++++ Fragmento del texto ++++
Versalles se construyó en unas circunstancias que podrían, desde cierto punto de vista, denominarse una encrucijada de la historia.
El punto de partida de la Edad Media fue la invasión de los bárbaros en el Imperio romano y la mezcla de éstos con los europeos decadentes de ese territorio. Sumergidos en una especie de situación caótica, esos pueblos empezaron a sentir la influencia de la Iglesia. Así, de la podredumbre y el salvajismo mixturados, nos dirigimos hacia un efecto conjunto muy distinto a estos dos factores.
Se percibe claramente, por tanto, que entró en juego un tercer factor: la sangre infinitamente preciosa de Nuestro Señor Jesucristo, es decir, el influjo de la Santa Iglesia Católica Apostólica Romana.
De la barbarie al auge de la civilización
El curso progresivo de los hechos se produjo en el sentido de abandonar la decadencia y la podredumbre, así como la barbarie, e ir edificando un nuevo orden de cosas bajo la influencia constructiva que lo orientaba e impulsaba: la ascendencia católica.
Así pues, sobre situaciones naturales totalmente negativas hay una influencia enteramente positiva —el predominio católico— que, a través de la correspondencia que le dieron a la gracia esos hijos de corruptos y de bárbaros, encuentra la posibilidad de construir un nuevo orden: de la barbarie se encaminaron hacia el auge de la civilización.
De las invasiones bárbaras a la Edad Media el camino recorrido fue colosal, pero aún había muchos auges de esplendor que alcanzar
En este sentido, si comparamos la sociedad tras las invasiones bárbaras con la Edad Media de la encantadora y magnífica Sainte-Chapelle, el Louvre de San Luis o de su Palais de Justice, veremos que el camino recorrido fue colosal. Sin embargo, aunque las costumbres en tiempos de San Luis ya no tenían nada de bárbaro —eran incluso refinadísimas—, poseían mucho de completable, de mejorable, podían llegar a un estado de mayor esplendor, digamos, en una palabra: eran aún más «esplendorable». Creo que esta palabra no figura en nuestro vocabulario portugués, pero le sirve mucho a nuestro lenguaje.
Surge una misteriosa saturación del esplendor
Esta caminata desde el fondo del crisol, donde podredumbre y barbarie se mixturaban, hasta el ápice se dio siempre en la línea de la cultura, del buen gusto, de las buenas maneras, del espíritu pulido y refinado, del esplendor de la vida, y alcanzó su apogeo con Luis XIV. Éste marcó el auge para él y para Europa, estableciendo un determinado patrón.
A partir de ese momento empezó una decadencia, la cual se caracterizó por una misteriosa saturación del esplendor, de la belleza, de la ordenación solemne y majestuosa de las cosas, de la perpetua convivencia con la grandeza. Saturación que se acentuó progresivamente con Luis XV y Luis XVI y desembocó en una neobarbarie.
Se constata, pues, que al final del Antiguo Régimen existía nuevamente una situación en la que muchos elementos podridos entraron en contacto o chocaron con elementos demagógicos, los cuales también, en muchos de sus aspectos, estaban rebarbarizados. Hubo otro choque, otra fusión de bárbaros y gente podrida que, por carencia de la influencia católica —mucho menor por una serie de circunstancias— acabó resultando en lo que hoy tenemos.
++++
Tarea propuesta 1: Según el texto sobre Versalles, ¿con qué rey llegó a su punto más alto el camino hacia el esplendor?
Tarea propuesta 2: Continúa el texto sobre Versalles a partir de su última oración.
No hace falta usar los datos para nada.
++++ Datos proporcionados ++++
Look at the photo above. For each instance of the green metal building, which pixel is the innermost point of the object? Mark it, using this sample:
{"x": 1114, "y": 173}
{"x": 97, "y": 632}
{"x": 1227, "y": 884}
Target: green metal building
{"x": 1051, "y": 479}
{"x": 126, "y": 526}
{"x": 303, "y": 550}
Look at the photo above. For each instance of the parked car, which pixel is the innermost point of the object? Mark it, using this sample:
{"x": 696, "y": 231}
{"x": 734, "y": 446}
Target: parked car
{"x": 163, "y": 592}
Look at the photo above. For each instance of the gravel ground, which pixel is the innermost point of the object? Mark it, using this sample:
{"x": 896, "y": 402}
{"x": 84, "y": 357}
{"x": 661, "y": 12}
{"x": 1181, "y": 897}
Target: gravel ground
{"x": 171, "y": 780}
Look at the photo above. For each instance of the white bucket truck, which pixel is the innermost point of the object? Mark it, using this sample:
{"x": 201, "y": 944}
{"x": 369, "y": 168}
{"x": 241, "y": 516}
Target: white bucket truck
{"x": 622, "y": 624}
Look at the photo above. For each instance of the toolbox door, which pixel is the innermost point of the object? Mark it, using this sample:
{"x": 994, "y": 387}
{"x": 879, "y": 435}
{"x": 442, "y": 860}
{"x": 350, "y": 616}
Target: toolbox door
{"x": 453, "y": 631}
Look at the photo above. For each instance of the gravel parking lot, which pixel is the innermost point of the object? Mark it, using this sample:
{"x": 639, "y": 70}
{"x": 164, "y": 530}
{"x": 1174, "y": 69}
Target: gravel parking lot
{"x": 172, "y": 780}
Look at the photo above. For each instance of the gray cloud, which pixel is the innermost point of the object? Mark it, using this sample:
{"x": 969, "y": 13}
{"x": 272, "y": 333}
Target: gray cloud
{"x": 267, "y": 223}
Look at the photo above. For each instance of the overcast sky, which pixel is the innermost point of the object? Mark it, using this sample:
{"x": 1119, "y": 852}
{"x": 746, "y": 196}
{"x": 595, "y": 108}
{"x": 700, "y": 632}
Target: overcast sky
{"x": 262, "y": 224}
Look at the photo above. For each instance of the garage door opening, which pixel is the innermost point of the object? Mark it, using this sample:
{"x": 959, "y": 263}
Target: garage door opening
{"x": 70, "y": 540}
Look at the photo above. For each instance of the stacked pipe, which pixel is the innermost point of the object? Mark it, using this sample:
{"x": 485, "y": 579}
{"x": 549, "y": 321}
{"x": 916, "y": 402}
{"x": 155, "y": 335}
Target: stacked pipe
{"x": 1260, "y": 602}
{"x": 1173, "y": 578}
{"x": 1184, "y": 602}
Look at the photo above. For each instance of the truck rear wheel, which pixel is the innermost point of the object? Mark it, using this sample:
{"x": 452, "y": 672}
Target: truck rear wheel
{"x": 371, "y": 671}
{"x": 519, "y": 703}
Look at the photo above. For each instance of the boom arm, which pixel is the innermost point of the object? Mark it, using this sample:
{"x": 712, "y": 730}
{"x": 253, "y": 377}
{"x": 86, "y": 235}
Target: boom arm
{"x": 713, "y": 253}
++++
Respuesta 1: Con Luis XIV.

Respuesta 2:
Esta sería una visión muy resumida de la historia, en la que es más fácil situar a Luis XIV, Versalles y su mundo: el luiscatorcismo representó algo de la Edad Media que alcanzó su apogeo.
¿Palacio o compendio de moral?
Antes de que analicemos Versalles, veamos qué papel juega un castillo o un palacio en la vida mental de un pueblo.
Un castillo o palacio real tiene como finalidad albergar al soberano —necesita vivir en algún lugar—, con el esplendor que corresponde a su alta categoría. Allí recibe visitas y embajadores con sus credenciales, da banquetes, ofrece recepciones y tiene sus apartamentos privados donde lleva su vida privada. Todo lo adecuado al supremo escalón que ocupaba, en correlación con la etimología de la palabra majestad: stat maius, el estado que es mayor, máximo, más que todos los demás.
Pero ése es el aspecto interior del palacio. Hemos de preguntarnos qué importancia tiene su exterior para la vida de un pueblo. En él vive el hombre que es el rey, el número uno de la nación. Entonces, uno se pregunta cómo es la vivienda número uno; cómo es el esplendor número uno; cómo es la seguridad número uno; cómo es la belleza número uno; cómo es el encanto número uno del lugar donde vive el hombre número uno. Así pues, el castillo o palacio real —tal vez valga la pena hacer una distinción, no muy cierta, entre castillo y palacio reales— constituye una especie de patrón de lo mejor en términos de vivienda.
Un palacio o castillo debe ser un compendio de moral: las más elevadas dimensiones del espíritu de un monarca están expresadas en su construcción
Filósofos del arte afirman —pero no estoy enteramente seguro de que tengan toda la razón, aunque siento una fuerte propensión a pensar como ellos— que el arte número uno no es ni la pintura, ni la música, ni la escultura, sino la arquitectura, en la cual todos las demás se insertan. Por el hecho de ser arquitectónico y reunir todos los elementos de la belleza, es una especie de suprema escultura o de suprema pintura, un cuadro máximo, una realización máxima de un ideal de belleza máximo y de un estado de espíritu número uno.
En este sentido, un palacio es un compendio de moral, porque debe enseñar el más alto grado de virtud, que le compete al supremo magistrado de un país. Entonces, ¿cómo es la fuerza del rey? ¿Cómo es su sabiduría, su paciencia o su impaciencia? ¿Cómo es su encanto, su gravedad y seriedad, su cólera? Las más elevadas dimensiones del espíritu humano, atribuidas al monarca, se expresan en la fisonomía de su palacio.
A la casa del rey le corresponde la belleza máxima
Los antiguos tenían la idea de que siempre que se construía un edificio grande, éste debía ser un gran edificio. Un edificio no tenía derecho a ser grande sin ser al mismo tiempo un gran edificio.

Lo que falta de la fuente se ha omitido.